**TEXTO CITADO**
* * *
Milán, lunes 13 de febrero de 2023
Inge Müller
El poeta Néstor Mendoza, uno de los fundadores del Grupo Literario Napolitano, de Valencia (Venezuela), asociación especialmente preocupada por el asunto de la traducción, -y a la cual se debe la colección “El Cuervo” de la revista Poesía, entre los órganos de difusión más interesantes de la lengua castellana sobre el tema-, me escribe a propósito de una traducción de un texto de Inge Müller que publiqué, en este diario, hace unos cuantos días. Me revela Néstor la existencia de una antología de Müller en castellano, traducida por Geraldine Gutiérrez Wienken, a quien conoce bien y le ha pedido que me envíe un ejemplar a mi dirección en Milán. Del trabajo de la venezolana Gutiérrez Wienken estaba enterado precisamente por “El Cuervo”, que difundió una breve selección de las cuidadas versiones de Geraldine. Una de ellas es la de “33 war Ich ein Gläubigeskind…”, un poema emblemático de la Müller, quien, en sus breves años de vida, cantó los desastres de la guerra de su país con la misma tensión que encontramos en las estupendas novelas de Günther Grass, El tambor de hojalata y Años de perro. Müller, en un puñado de páginas, refiere lo que a Grass le tomó volúmenes enteros de espléndida prosa. El desconocimiento de la poesía de Müller es imperdonable. Lo que hace del libro de Geraldine una empresa necesaria:
“33 WAR ICH EIN GLÄUBIGESKIND…”
En el 33 yo era una niña creyente
Mis padres eran buenos y trabajadores
Me hice adulta en el 39
Cuando estalló la guerra.
Escuché esto y aquello
Contra Hitler y después a favor de Stalin
Vi: que este hizo eso y este lo dejó
Cuando eso se hizo cargo.
Tuve mi primer amor cuando estalló la guerra
Y cuando se marchó al frente
Lloré. Yo era una cosa tonta
Un ser inferior en relación al país.
Antes de caer regresó a mí
Totalmente destrozado por el crimen
No encontré nada mejor que decirle: ven quédate
Felices nunca hemos sido.
En el 45 todos era ancianos
Yo no quería vivir y tampoco morir
Vi la herencia sin herencias
Y la movilización fue el precio.
Porque tuve que marcharme me fui
Busqué una razón
Y pensé en los árboles del parque
Y en sus labios suaves.
Bombas y cañones
Me enseñaron a tener paciencia
A considerar a los que sangran
A pensar: qué significa la culpa.
* * *
**MATERIAL GUARDADO**

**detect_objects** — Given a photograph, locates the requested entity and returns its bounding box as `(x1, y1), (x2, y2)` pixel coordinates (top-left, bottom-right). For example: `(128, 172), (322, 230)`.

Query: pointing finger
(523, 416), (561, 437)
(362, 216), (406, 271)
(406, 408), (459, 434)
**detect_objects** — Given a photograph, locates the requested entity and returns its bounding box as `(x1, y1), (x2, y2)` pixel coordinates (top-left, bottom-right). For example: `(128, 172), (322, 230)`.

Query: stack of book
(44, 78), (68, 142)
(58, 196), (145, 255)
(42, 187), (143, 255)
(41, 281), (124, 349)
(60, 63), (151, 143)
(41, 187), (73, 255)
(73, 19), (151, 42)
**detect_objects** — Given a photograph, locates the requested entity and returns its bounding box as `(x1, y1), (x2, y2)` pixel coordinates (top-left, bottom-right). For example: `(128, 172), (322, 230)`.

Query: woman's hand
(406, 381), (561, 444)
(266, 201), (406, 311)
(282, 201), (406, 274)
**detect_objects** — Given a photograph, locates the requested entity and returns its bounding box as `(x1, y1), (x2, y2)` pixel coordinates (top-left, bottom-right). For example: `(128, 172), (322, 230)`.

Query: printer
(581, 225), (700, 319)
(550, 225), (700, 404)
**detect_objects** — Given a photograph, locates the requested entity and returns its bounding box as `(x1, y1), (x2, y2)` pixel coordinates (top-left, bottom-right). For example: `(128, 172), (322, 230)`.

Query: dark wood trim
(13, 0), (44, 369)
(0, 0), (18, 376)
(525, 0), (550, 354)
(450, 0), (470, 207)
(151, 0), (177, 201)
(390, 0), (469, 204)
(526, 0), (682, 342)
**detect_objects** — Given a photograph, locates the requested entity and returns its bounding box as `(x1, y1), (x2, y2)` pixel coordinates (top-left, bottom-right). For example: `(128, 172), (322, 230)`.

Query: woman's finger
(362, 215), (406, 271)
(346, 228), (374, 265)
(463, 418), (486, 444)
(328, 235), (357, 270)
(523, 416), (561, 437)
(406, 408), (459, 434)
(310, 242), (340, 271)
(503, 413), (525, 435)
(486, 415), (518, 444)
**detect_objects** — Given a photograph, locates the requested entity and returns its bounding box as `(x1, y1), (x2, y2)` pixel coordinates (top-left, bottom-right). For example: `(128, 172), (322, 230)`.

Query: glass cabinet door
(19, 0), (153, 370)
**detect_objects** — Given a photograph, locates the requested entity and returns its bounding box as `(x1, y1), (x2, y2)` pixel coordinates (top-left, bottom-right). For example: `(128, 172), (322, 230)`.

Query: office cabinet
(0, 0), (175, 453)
* * *
**QUÉ SE PIDE**
Reproduce literalmente el texto sobre Inge Müller desde "Tuve mi primer" hasta "nunca hemos sido.". Este material procede de otra fuente.

**RESPUESTA**
Tuve mi primer amor cuando estalló la guerra
Y cuando se marchó al frente
Lloré. Yo era una cosa tonta
Un ser inferior en relación al país.
Antes de caer regresó a mí
Totalmente destrozado por el crimen
No encontré nada mejor que decirle: ven quédate
Felices nunca hemos sido.